===== Data for the task =====

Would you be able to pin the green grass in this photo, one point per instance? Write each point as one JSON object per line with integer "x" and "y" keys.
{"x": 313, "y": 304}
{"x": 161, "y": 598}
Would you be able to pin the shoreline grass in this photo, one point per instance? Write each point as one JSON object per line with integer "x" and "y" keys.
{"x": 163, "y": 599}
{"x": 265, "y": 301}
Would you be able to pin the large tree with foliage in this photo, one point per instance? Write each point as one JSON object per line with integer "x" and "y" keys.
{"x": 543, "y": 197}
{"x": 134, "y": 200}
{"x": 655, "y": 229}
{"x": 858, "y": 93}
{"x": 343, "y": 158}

=====

Directions for this task =>
Please write these lines out again exactly as they appear above.

The output =>
Would you be able to pin the green grass in this photo, one point per instance? Write each point as one JSON object per line with integer "x" and "y" keys.
{"x": 313, "y": 304}
{"x": 161, "y": 598}
Would you be able to pin the shoreline grass in this photo, one point per instance? Write each point as one JSON object per line with integer "x" and "y" keys.
{"x": 163, "y": 599}
{"x": 265, "y": 301}
Would you be able to pin the large tree with foliage in this photo, one point per instance? Write each point as one JSON object per line with integer "x" and "y" keys.
{"x": 543, "y": 197}
{"x": 134, "y": 200}
{"x": 655, "y": 229}
{"x": 858, "y": 93}
{"x": 343, "y": 158}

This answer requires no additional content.